== Segment start ==

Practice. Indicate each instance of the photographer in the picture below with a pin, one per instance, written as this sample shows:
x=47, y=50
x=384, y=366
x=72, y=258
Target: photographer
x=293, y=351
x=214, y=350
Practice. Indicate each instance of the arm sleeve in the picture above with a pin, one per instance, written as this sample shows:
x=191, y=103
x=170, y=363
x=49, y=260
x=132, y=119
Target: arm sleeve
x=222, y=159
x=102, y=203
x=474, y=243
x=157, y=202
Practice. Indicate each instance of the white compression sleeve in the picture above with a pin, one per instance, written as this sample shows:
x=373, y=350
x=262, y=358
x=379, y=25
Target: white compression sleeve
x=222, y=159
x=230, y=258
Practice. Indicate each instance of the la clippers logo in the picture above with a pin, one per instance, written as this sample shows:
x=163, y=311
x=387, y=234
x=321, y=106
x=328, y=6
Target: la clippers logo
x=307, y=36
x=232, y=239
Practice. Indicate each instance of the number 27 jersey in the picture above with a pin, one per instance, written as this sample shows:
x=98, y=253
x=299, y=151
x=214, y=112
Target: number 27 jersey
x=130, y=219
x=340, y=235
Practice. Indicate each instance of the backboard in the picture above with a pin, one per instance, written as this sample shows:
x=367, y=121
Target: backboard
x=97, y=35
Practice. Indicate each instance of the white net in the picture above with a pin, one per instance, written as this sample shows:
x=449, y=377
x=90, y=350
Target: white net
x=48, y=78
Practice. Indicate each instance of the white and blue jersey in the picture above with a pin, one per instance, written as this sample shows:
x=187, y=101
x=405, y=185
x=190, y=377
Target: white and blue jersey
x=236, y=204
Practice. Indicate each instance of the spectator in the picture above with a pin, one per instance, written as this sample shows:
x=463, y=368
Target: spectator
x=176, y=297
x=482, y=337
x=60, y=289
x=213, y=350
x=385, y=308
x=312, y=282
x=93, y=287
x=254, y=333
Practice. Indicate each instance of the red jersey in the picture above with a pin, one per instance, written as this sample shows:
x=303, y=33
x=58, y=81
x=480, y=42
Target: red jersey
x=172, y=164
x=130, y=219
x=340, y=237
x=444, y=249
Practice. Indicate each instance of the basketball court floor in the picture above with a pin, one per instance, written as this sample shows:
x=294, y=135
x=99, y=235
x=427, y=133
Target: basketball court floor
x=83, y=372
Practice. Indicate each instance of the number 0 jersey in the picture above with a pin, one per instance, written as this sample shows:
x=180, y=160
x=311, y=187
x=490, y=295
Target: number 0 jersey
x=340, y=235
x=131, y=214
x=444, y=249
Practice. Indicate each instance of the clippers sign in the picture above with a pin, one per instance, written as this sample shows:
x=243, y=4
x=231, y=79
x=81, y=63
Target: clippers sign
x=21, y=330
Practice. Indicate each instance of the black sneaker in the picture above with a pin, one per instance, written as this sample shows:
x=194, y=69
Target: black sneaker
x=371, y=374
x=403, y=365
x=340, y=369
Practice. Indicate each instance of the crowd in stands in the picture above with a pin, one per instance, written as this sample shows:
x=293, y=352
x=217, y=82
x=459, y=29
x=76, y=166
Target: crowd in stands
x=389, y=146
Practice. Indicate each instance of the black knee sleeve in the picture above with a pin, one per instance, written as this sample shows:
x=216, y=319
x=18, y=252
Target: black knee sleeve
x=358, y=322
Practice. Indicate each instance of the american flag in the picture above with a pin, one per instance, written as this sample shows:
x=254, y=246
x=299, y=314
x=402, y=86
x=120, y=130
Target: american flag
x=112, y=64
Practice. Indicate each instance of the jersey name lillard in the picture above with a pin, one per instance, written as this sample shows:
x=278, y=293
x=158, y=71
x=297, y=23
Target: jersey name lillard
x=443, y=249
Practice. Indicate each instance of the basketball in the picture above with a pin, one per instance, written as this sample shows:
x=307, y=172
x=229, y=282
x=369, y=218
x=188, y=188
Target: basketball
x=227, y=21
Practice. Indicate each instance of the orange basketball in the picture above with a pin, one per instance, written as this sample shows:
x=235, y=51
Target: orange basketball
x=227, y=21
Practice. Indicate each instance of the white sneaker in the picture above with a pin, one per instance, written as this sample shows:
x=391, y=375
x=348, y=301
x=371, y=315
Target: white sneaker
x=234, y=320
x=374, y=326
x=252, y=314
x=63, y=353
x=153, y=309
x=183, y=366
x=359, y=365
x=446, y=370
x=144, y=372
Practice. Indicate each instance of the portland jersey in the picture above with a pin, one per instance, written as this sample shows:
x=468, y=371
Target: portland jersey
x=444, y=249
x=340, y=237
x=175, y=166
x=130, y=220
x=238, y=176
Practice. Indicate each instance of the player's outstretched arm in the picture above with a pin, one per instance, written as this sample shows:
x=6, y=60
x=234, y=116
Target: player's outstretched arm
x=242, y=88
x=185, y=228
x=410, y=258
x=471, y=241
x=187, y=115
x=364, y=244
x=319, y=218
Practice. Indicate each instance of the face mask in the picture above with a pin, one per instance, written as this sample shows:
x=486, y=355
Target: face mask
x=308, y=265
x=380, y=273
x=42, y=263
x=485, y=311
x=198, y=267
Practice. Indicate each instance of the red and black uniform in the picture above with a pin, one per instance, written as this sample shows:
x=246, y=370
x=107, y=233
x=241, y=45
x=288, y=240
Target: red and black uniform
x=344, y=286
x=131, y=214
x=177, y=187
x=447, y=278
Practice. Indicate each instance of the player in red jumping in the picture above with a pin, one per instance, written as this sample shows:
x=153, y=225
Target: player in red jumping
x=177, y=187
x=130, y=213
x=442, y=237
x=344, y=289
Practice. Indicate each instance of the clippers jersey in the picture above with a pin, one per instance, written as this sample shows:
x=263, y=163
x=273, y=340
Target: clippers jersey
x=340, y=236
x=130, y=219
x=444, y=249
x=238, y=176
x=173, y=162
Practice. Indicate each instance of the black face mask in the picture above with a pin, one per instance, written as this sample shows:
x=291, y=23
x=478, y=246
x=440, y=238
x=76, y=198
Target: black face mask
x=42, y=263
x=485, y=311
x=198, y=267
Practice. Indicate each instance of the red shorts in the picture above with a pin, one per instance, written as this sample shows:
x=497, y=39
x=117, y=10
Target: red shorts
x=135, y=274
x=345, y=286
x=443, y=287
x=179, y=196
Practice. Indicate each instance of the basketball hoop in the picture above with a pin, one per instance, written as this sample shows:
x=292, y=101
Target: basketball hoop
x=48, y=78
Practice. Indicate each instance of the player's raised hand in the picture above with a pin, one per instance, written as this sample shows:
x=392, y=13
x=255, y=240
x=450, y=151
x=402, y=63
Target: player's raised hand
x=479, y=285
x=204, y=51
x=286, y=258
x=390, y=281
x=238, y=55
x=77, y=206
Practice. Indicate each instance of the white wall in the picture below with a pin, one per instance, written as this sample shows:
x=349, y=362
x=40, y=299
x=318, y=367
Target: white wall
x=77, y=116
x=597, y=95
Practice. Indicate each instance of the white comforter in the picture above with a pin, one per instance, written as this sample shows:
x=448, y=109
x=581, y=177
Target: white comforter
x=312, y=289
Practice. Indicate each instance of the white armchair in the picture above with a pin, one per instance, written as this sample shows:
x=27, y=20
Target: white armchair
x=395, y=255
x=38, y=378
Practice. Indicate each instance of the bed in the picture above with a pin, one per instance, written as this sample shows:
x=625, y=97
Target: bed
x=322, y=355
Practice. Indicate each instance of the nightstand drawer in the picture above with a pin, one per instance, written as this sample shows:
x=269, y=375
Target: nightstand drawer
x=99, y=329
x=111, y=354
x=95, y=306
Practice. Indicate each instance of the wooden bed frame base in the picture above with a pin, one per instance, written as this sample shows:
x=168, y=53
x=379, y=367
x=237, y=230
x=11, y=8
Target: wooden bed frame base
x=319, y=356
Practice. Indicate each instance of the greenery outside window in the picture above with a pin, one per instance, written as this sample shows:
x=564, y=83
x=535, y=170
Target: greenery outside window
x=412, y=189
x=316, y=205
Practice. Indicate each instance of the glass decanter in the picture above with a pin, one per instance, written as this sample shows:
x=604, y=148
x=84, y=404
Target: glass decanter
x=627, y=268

== Segment end ==
== Segment start ==

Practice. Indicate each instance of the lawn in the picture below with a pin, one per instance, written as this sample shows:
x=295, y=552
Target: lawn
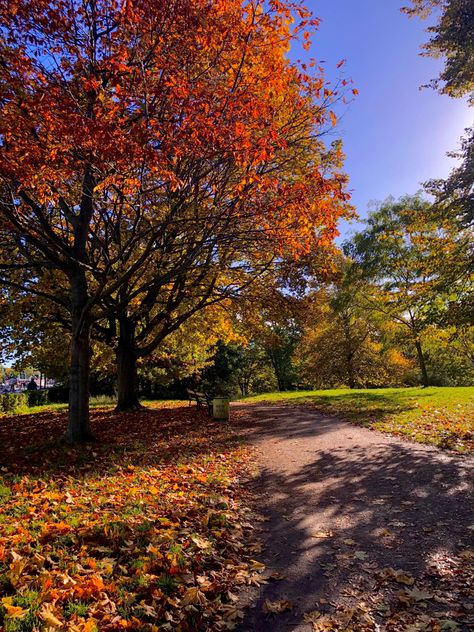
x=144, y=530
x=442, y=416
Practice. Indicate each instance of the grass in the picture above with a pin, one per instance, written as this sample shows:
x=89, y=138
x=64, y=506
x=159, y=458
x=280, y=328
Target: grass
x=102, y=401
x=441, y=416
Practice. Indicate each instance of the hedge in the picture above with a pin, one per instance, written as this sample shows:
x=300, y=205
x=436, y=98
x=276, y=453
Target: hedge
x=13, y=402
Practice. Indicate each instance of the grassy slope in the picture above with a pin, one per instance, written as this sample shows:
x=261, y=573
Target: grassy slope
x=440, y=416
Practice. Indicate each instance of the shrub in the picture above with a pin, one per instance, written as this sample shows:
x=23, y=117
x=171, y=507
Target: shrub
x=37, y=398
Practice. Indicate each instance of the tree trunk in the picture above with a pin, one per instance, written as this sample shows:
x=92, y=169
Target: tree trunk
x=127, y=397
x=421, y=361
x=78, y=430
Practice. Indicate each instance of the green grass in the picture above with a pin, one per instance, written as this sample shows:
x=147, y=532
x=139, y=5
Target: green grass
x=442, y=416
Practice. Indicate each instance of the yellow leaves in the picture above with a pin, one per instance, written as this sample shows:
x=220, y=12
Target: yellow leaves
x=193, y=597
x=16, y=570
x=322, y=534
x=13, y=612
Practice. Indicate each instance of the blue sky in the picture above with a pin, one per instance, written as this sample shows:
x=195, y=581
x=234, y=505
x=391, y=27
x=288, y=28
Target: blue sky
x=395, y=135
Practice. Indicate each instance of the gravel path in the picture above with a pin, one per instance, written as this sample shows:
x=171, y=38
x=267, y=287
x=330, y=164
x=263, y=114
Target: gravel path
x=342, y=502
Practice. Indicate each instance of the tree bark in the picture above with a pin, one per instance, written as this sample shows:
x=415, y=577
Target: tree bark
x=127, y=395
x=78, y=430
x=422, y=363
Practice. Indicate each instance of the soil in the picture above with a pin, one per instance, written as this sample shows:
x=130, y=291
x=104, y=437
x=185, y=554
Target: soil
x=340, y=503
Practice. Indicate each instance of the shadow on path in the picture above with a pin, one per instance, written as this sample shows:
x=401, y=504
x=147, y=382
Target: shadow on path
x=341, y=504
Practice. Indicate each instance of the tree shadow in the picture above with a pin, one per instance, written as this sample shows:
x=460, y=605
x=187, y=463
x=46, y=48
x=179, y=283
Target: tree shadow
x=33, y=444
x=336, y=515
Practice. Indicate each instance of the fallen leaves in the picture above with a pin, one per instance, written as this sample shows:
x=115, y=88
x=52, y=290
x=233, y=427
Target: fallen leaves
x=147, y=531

== Segment end ==

EXERCISE REQUIREMENTS: In the listing above, find the line holding "Practice. Indicate each instance of the photographer" and the line holding "Practice. Indicate each instance of the la clippers", then output those two lines and every line between them exactly.

ANSWER TO THIS TASK:
Practice. Indicate each instance of the photographer in the picture below with a pin, one per instance, written as this sample shows:
x=47, y=50
x=384, y=366
x=72, y=258
Target: photographer
x=293, y=351
x=214, y=350
Practice. Indicate each instance of the arm sleeve in the picture above with a pin, one per instance, written as this sample shows:
x=191, y=103
x=170, y=363
x=49, y=260
x=132, y=119
Target: arm sleeve
x=222, y=159
x=102, y=203
x=474, y=243
x=157, y=202
Practice. Indicate each instance of the white compression sleeve in the picture above with a pin, one per instance, written as this sample shows:
x=373, y=350
x=262, y=358
x=379, y=25
Target: white compression sleeve
x=222, y=159
x=230, y=258
Practice. Indicate each instance of the la clippers logo in the picture above with a pin, one per instance, written as this sample shows:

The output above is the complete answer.